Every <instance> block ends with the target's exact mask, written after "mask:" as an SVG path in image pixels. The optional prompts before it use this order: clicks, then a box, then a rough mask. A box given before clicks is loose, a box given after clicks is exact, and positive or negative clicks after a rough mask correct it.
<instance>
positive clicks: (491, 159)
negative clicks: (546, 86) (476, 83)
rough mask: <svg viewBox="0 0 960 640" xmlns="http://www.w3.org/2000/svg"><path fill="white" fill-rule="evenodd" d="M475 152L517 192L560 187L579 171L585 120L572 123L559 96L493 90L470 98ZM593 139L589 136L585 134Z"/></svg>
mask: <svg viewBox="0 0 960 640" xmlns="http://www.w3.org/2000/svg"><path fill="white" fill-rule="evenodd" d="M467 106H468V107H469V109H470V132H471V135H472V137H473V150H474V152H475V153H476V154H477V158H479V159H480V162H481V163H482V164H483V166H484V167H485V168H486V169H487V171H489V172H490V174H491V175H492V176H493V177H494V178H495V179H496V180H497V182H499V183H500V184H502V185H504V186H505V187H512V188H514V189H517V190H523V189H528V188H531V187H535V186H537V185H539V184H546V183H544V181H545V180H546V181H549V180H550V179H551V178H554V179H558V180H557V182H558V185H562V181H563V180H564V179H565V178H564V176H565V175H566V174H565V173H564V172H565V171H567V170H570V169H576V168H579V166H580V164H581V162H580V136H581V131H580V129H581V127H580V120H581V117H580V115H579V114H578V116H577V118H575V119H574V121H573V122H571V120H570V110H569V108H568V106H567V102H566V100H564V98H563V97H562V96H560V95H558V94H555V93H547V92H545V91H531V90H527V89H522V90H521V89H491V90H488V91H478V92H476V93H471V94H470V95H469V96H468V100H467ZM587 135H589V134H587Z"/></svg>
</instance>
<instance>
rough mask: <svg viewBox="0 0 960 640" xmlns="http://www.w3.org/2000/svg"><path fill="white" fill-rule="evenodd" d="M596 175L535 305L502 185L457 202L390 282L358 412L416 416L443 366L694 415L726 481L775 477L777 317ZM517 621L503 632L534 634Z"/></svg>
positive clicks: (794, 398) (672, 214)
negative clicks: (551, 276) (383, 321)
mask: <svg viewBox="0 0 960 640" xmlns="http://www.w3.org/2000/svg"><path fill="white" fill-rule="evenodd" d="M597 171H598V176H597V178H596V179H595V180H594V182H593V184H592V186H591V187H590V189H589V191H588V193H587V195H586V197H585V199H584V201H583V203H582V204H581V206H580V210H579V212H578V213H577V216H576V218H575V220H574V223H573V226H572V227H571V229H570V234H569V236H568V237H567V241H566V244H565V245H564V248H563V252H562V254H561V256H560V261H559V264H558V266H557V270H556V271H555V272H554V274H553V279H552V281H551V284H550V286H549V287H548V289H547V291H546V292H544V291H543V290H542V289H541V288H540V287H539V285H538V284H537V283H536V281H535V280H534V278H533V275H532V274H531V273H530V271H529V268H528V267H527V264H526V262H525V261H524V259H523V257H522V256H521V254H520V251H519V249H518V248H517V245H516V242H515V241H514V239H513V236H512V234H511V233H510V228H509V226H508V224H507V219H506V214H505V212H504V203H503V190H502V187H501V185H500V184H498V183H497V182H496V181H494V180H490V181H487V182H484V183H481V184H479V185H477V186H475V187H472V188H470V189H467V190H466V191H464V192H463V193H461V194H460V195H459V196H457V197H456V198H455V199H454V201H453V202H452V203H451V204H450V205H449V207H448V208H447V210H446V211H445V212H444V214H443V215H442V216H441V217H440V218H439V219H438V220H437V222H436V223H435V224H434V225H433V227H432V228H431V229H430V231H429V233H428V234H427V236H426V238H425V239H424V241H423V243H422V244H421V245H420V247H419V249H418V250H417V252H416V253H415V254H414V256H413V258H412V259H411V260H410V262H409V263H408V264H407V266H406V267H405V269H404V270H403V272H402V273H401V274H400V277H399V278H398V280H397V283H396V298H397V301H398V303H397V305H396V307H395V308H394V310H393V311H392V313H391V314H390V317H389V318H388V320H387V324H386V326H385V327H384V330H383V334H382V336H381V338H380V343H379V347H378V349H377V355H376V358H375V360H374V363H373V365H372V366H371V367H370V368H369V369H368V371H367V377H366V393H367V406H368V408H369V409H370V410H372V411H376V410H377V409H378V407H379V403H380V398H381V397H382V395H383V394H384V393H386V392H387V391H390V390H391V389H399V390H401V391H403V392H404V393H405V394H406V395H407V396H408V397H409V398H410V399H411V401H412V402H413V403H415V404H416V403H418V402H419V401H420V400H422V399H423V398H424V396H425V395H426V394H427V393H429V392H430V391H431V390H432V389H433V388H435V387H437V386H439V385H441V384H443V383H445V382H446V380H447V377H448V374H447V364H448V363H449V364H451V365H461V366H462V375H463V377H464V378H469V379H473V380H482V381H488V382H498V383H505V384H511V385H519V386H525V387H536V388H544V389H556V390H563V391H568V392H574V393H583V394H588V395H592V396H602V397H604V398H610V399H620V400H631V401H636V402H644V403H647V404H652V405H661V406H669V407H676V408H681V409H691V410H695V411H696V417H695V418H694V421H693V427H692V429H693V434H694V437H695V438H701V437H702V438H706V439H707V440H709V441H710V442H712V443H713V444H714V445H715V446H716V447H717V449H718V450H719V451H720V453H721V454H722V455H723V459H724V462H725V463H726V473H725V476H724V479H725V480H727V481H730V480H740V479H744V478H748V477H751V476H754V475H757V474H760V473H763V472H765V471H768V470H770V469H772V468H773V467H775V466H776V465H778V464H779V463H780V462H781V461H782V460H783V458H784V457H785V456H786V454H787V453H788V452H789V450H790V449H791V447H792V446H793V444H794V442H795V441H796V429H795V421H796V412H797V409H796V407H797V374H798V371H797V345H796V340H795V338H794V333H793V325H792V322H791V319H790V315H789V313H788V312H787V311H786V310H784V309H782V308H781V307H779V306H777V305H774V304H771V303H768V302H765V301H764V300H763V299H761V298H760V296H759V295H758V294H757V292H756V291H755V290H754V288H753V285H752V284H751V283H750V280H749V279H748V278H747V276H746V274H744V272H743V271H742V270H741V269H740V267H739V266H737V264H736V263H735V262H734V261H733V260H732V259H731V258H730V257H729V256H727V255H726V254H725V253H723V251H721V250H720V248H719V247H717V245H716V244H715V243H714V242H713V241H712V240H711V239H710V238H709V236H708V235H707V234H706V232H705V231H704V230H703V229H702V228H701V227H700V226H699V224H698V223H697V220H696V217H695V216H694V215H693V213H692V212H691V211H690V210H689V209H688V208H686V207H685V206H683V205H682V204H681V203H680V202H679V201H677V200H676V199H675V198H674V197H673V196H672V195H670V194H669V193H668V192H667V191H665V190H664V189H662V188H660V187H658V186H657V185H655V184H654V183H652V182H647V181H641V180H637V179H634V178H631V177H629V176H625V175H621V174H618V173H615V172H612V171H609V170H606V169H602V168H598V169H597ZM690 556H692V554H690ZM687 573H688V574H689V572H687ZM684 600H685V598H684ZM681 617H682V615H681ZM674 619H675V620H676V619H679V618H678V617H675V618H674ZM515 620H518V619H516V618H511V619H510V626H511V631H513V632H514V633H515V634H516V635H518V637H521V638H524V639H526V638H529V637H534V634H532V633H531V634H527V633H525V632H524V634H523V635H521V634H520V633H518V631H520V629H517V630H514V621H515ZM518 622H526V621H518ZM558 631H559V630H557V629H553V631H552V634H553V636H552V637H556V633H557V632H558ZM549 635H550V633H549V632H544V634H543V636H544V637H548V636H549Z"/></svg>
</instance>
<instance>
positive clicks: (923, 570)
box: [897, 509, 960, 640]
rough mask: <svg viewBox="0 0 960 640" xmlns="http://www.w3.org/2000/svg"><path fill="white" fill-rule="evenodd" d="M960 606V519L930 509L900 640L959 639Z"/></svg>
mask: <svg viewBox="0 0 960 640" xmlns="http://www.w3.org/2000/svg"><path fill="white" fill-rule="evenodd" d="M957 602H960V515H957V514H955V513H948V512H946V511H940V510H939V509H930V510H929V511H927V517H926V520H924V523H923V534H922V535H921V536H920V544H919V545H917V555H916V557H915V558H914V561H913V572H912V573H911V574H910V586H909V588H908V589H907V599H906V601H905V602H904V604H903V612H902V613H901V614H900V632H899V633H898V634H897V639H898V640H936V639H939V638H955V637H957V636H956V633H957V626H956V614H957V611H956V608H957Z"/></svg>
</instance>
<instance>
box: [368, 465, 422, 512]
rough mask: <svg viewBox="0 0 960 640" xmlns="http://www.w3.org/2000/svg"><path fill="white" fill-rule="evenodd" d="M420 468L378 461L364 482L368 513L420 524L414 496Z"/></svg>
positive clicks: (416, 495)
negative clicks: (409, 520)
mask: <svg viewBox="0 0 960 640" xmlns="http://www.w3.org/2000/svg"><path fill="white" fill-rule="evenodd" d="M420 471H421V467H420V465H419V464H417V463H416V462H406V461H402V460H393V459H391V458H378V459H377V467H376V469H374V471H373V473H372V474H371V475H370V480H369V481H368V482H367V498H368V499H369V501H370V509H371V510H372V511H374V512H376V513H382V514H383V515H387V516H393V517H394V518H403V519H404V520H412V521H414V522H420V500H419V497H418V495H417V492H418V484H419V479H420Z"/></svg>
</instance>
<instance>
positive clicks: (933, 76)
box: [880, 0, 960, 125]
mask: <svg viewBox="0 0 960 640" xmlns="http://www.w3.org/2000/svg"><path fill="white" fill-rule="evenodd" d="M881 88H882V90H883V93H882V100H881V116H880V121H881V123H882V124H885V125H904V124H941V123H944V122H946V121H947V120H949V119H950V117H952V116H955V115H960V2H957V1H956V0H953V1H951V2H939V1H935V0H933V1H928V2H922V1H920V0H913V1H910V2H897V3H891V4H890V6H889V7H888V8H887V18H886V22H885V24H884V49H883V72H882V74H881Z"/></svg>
════════════════
▸ **Required action**
Present the stretch from the start of the listing through the line containing "152L517 192L560 187L579" as a Markdown table with the columns Row and Line, numbering each line and leaving out blank lines.

▸ **Solution**
| Row | Line |
|---|---|
| 1 | Every <instance> block ends with the target's exact mask, written after "mask:" as an SVG path in image pixels. The optional prompts before it use this order: clicks, then a box, then a rough mask. A box given before clicks is loose, a box given after clicks is exact, and positive or negative clicks after a rough mask correct it. |
| 2 | <instance> |
| 3 | positive clicks: (491, 159) |
| 4 | negative clicks: (546, 86) (476, 83) |
| 5 | rough mask: <svg viewBox="0 0 960 640" xmlns="http://www.w3.org/2000/svg"><path fill="white" fill-rule="evenodd" d="M475 152L517 192L560 187L579 171L585 120L572 123L559 96L493 90L470 98ZM593 139L589 136L585 134Z"/></svg> |